> Stated goal:
Write out every row below again, including the requests, and raise each number in the point coordinates by 121. Don't change the requests, and leave the pictures out.

> Dataset rows:

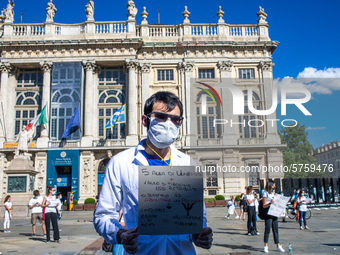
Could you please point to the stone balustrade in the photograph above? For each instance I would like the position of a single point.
(128, 29)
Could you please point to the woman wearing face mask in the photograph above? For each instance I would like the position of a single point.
(270, 221)
(250, 198)
(8, 213)
(51, 214)
(302, 202)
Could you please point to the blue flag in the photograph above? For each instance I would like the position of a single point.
(73, 125)
(117, 117)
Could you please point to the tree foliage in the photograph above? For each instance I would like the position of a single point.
(297, 155)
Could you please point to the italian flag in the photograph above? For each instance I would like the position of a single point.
(40, 119)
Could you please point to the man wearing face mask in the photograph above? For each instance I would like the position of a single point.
(162, 117)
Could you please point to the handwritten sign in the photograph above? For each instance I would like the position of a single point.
(277, 208)
(170, 200)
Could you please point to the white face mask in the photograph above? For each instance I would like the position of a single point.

> Answer to this problem:
Could you please point to the stone balustrade in the photograph above? For each instance I would like the position of a single point.
(249, 150)
Could you please point to the woman wearing face mask in the photograph above? For each instance I would like the position of a single point.
(391, 342)
(371, 319)
(129, 334)
(172, 335)
(423, 323)
Could you please point to the blue flag in the photograph above? For each instance I would like the position of a single point.
(194, 246)
(238, 238)
Could you please point to the tree foliage in the photograph above? For each instance I would like the position of a single point.
(418, 276)
Could you please point to the italian flag in the photograph above? For each instance I would like the position of a single point.
(161, 240)
Could you please point to the man wearing face mask in the photograph above? For each instance I would like the position of a single point.
(283, 238)
Could you please point to the handwritten sign in the photograph above? For each instance I would like the position of a single point.
(398, 329)
(291, 321)
Could you please point to the white face mask in the photograph above? For each instance I would like the position of a single point.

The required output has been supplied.